▶ **ARTICLE**:
= = = =

Sticking a runner to the primary based on a runner ID is something that can be implemented relatively easily, given the Grape API endpoint exposes a method such as current_runner (similar to current_user). This will solve the case of a runner doing a write in API call 1, then doing a read in API call 2. This however won't solve the builds/register problem since IIRC multiple runners can try to request the same data.
@yorickpeterse It will solve, as builds/register is also with runner token, and we already make builds/register to be more and more runner-aware endpoint due to caching. So applying the same mechanics would work.
@ayufan But is it not possible for multiple runners (with different tokens) to try and obtain the same data, potentially missing it when they read from the secondary? Or is that not a problem?
If we update tick_runner_queue to store in Redis information to stick to primary with information about WAL pointer we will use primary for the time to catch up. Which is what we want to achieve.

= = = =

Pick up the thread on sticking runners to the primary database and continue it from its last sentence. The records that come next have no connection to the thread on runner database stickiness.

[Items listed in a dataset]
= = = =

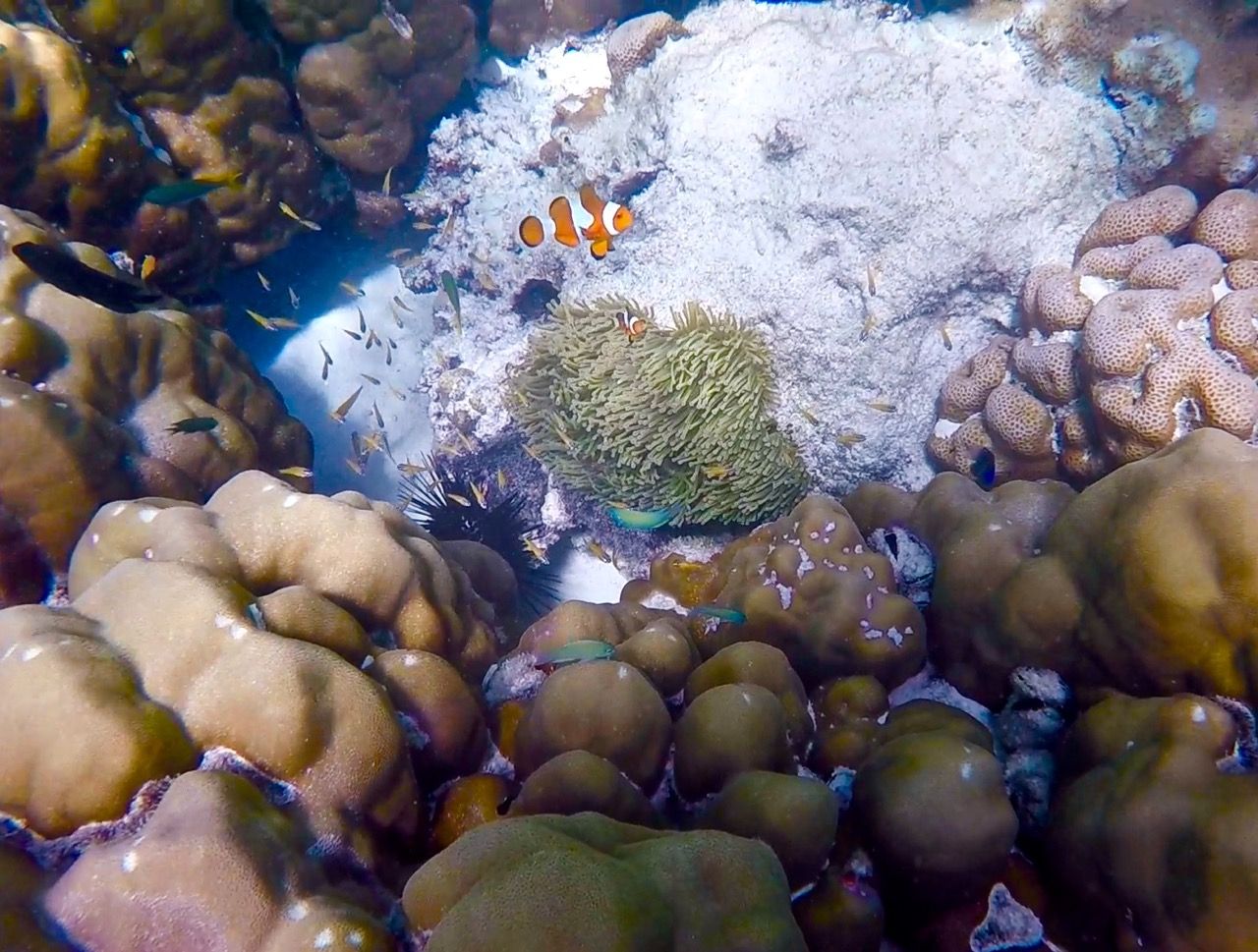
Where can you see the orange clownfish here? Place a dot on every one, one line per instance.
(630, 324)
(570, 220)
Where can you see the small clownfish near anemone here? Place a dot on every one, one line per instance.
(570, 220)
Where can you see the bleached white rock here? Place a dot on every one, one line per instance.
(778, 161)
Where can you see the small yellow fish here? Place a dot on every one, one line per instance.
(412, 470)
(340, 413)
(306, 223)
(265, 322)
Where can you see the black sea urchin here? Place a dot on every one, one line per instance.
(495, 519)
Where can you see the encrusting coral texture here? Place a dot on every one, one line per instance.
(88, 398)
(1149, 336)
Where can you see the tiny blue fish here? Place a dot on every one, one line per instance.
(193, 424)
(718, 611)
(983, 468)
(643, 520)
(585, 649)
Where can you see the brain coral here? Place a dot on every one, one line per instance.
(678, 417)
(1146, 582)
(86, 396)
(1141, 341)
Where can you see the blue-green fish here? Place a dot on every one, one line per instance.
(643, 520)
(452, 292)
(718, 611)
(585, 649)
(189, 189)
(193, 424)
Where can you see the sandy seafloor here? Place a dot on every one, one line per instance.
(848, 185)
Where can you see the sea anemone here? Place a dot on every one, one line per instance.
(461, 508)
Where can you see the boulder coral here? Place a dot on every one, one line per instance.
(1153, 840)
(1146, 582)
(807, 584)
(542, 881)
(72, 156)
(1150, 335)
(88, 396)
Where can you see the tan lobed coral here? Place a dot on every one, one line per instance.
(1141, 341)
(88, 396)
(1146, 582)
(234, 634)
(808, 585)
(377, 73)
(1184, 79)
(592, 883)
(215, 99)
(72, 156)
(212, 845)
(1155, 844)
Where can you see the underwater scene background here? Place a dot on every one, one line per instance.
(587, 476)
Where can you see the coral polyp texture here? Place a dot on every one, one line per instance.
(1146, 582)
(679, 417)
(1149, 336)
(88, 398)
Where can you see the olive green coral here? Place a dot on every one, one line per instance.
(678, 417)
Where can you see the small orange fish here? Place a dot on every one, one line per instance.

= = = =

▶ **WRITTEN RESPONSE**:
Second place is when we transition from pending to running, as we need to make Ci::Build access from API to stick to primary too. If we store the WAL pointer it will also be valid approach and we should not hit the API problems anymore.
SELECT count(*) FROM "ci_pipelines" WHERE "ci_pipelines"."status" IN ('pending', 'running') AND ((SELECT count(*) FROM "ci_builds" WHERE "ci_builds"."type" IN ('Ci::Build') AND (commit_id=ci_pipelines.id) AND "ci_builds"."status" IN ('success', 'failed', 'canceled'))>0) AND ((SELECT count(*) FROM "ci_builds" WHERE "ci_builds"."type" IN ('Ci::Build') AND (commit_id=ci_pipelines.id) AND "ci_builds"."status" = 'created')>0) AND ((SELECT count(*) FROM "ci_builds" WHERE "ci_builds"."type" IN ('Ci::Build') AND (commit_id=ci_pipelines.id) AND "ci_builds"."status" IN ('running', 'pending'))=0)